USA – NOPE de Jordan Peele, un ovni inclassable

USA – NOPE de Jordan Peele, un ovni inclassable

Auteures : Kady Sy & Christelle Bakima

ps: Avis aux personnes qui n’ont pas encore vu le film, cet article pourrait vous spoilier, lisez-le avec précaution !

Le 10 août 2022, NOPE, le troisième long métrage de Jordan Peele, 43 ans, acteur, humoriste, producteur et scénariste afro-américain, est enfin sorti sur les écrans.

En quelques années, Peele a su s’imposer en vrai maître dans le cinéma d’horreur. Avec Get Out (2017), Us (2019) et maintenant NOPE, celui qui s’est fait connaître par la comédie avec Key & Peele, a incontestablement modernisé le genre. Il y a insufflé un souffle tout nouveau en bouleversant les codes. Aujourd’hui ses prises de risques et sa véritable vision d’auteur lui ont permis de rencontrer en peu de temps un succès international, qui le place durablement parmi ceux.celles qui font le cinéma d’aujourd’hui.

*Consigne*:
Citez textuellement le passage de l'article sur le film NOPE compris entre « En quelques années, Peele » et « le cinéma d’aujourd’hui. », ces deux segments inclus.

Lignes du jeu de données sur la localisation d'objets
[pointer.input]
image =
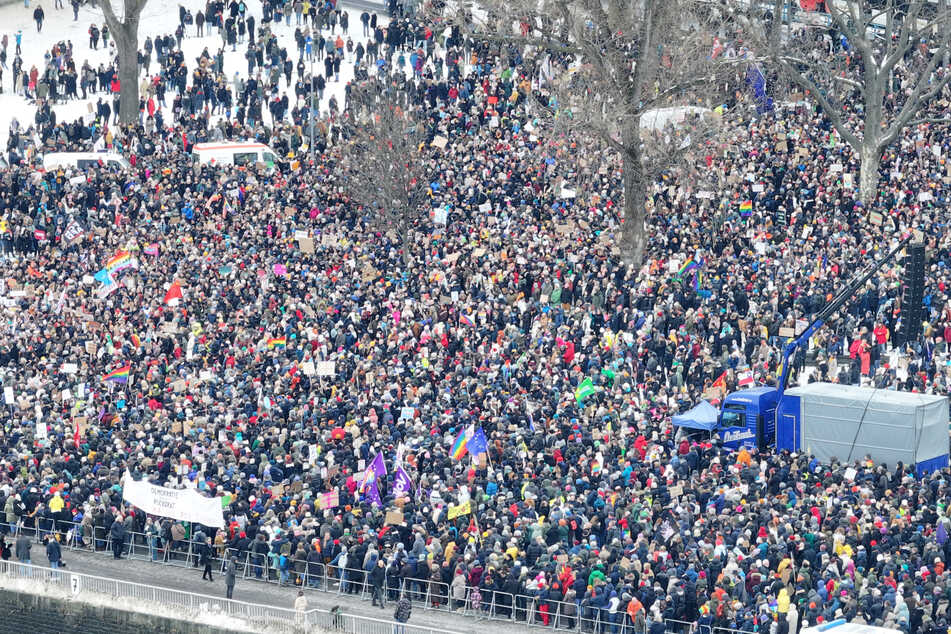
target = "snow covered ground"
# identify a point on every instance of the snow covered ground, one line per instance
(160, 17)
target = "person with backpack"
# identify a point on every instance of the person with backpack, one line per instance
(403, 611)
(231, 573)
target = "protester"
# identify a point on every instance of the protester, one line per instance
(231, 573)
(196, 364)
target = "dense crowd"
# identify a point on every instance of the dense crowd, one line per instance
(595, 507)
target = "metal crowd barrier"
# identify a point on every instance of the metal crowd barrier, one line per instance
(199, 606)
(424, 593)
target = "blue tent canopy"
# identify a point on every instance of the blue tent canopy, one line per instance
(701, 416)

*Réponse à l'exercice*:
En quelques années, Peele a su s’imposer en vrai maître dans le cinéma d’horreur. Avec Get Out (2017), Us (2019) et maintenant NOPE, celui qui s’est fait connaître par la comédie avec Key & Peele, a incontestablement modernisé le genre. Il y a insufflé un souffle tout nouveau en bouleversant les codes. Aujourd’hui ses prises de risques et sa véritable vision d’auteur lui ont permis de rencontrer en peu de temps un succès international, qui le place durablement parmi ceux.celles qui font le cinéma d’aujourd’hui.